Task statement: Copy every one of the following rows without altering a single character.

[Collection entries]
::::

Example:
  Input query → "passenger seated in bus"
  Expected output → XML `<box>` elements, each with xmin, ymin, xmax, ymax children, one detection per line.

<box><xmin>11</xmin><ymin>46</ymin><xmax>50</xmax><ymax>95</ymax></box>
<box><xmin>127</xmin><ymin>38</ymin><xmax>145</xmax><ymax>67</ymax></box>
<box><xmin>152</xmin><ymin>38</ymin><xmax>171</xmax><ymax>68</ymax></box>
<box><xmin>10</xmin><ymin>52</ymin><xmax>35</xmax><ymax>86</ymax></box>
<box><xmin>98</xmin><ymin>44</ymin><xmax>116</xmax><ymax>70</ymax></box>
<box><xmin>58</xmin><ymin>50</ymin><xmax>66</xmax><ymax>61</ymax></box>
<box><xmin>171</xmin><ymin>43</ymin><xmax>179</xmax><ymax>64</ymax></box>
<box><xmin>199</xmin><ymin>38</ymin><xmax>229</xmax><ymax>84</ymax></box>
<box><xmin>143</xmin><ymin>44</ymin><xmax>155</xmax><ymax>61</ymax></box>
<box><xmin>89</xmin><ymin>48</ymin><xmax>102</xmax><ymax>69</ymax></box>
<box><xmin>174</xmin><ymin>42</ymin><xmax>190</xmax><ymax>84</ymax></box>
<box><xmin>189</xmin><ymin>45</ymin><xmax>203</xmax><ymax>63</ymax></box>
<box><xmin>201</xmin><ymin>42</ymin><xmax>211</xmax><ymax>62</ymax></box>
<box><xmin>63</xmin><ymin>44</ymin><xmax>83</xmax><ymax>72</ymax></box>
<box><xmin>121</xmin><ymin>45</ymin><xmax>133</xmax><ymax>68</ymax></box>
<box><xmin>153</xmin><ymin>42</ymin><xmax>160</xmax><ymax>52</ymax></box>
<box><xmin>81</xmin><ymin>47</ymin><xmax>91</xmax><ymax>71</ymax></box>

::::

Expected output:
Example:
  Input query → "passenger seated in bus"
  Expected output → XML `<box>` elements, each with xmin, ymin, xmax, ymax children, one detection per line.

<box><xmin>11</xmin><ymin>46</ymin><xmax>50</xmax><ymax>95</ymax></box>
<box><xmin>127</xmin><ymin>38</ymin><xmax>145</xmax><ymax>67</ymax></box>
<box><xmin>152</xmin><ymin>38</ymin><xmax>171</xmax><ymax>68</ymax></box>
<box><xmin>10</xmin><ymin>52</ymin><xmax>35</xmax><ymax>86</ymax></box>
<box><xmin>98</xmin><ymin>44</ymin><xmax>116</xmax><ymax>70</ymax></box>
<box><xmin>58</xmin><ymin>50</ymin><xmax>66</xmax><ymax>61</ymax></box>
<box><xmin>171</xmin><ymin>43</ymin><xmax>179</xmax><ymax>64</ymax></box>
<box><xmin>199</xmin><ymin>38</ymin><xmax>229</xmax><ymax>84</ymax></box>
<box><xmin>143</xmin><ymin>44</ymin><xmax>155</xmax><ymax>61</ymax></box>
<box><xmin>89</xmin><ymin>48</ymin><xmax>102</xmax><ymax>69</ymax></box>
<box><xmin>174</xmin><ymin>42</ymin><xmax>190</xmax><ymax>84</ymax></box>
<box><xmin>189</xmin><ymin>45</ymin><xmax>203</xmax><ymax>63</ymax></box>
<box><xmin>201</xmin><ymin>42</ymin><xmax>211</xmax><ymax>62</ymax></box>
<box><xmin>63</xmin><ymin>44</ymin><xmax>83</xmax><ymax>72</ymax></box>
<box><xmin>121</xmin><ymin>45</ymin><xmax>133</xmax><ymax>68</ymax></box>
<box><xmin>153</xmin><ymin>42</ymin><xmax>160</xmax><ymax>52</ymax></box>
<box><xmin>81</xmin><ymin>47</ymin><xmax>91</xmax><ymax>71</ymax></box>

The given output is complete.